• **Source extract**:
((
It is a question of a nothingness distinct from the nothingness of anxiety: the nothingness of the future buried in the secrecy of the less than nothing.

Levinas, Totality and Infinity

With the subaltern and the theory of hybridity, we begin to bring the problem of incarnate historiography into clearer view. In particular, we see how the historical experience of colonialism challenges the meaning of difference by moving both the sense of loss and the reconfiguration of relation away from the margins and toward the center of what it means to speak (or resist speech) and to conceive place. In that movement, knowing and being are shifted away from languages of totality and sameness, and thereby begin to engage with the complex enigmas of radical difference. In that sense, the problems of race, nation, and other, framed by incarnate historiography, cannot be seen as matters of autobiographical report or accidental qualities of human experience. Rather, race and nation alter the space or geography of epistemology and ontology; the Other makes knowing possible and impossible, and breaks up the coherence of being in specificity and in general. To the extent that Levinas's work is concerned with radically overturned notions of knowing and being – finding self-awareness and self-presence after the creative work of the Other – the postcolonial revision of the terms of difference is an immanent critical intervention. Levinasian thinking must revise itself after the revision of its most intimate conceptual terms.
))
• **Recorded data**:
((
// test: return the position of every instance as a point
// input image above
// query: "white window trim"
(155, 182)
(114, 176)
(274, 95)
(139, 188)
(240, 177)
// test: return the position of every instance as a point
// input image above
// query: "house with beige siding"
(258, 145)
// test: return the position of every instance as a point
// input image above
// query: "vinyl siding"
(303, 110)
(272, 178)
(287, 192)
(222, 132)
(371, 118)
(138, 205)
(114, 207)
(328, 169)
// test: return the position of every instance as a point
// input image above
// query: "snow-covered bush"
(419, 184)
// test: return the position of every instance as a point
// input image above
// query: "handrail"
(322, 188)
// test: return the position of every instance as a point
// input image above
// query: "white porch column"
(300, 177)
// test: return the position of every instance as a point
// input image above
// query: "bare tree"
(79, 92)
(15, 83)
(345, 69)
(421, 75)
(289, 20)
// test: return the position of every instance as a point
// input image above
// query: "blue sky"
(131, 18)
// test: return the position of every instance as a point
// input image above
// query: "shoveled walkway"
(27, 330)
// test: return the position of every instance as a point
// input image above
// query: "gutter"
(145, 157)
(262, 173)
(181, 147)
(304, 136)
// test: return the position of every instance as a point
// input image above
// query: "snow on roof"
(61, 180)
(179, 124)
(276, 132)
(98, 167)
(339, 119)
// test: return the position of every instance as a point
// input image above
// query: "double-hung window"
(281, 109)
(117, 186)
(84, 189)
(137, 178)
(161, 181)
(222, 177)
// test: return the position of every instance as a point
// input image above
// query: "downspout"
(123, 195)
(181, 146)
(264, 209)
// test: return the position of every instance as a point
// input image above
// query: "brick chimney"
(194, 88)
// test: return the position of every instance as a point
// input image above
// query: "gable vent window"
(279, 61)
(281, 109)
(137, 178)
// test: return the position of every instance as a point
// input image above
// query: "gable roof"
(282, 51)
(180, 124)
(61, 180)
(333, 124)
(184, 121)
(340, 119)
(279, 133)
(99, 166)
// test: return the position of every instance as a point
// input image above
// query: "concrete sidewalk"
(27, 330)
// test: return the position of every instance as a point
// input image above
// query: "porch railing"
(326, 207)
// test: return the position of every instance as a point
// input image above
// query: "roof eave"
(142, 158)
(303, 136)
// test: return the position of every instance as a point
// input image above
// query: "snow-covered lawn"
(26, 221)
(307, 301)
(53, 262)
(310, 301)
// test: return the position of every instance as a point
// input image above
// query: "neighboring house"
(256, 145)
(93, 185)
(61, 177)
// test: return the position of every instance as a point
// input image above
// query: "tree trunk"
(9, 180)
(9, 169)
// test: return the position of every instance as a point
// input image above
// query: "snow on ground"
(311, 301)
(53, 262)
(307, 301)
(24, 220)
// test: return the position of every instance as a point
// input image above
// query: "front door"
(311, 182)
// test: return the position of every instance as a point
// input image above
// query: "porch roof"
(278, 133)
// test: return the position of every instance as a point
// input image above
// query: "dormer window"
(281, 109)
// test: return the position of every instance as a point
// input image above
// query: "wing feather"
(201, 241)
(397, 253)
))
• **Set task**:
Revise the excerpt on Levinas and postcolonial difference between "It is a question" and "less than nothing.", inclusive, so that "dread" stands in place of "anxiety".

• **Solution below**:
It is a question of a nothingness distinct from the nothingness of dread: the nothingness of the future buried in the secrecy of the less than nothing.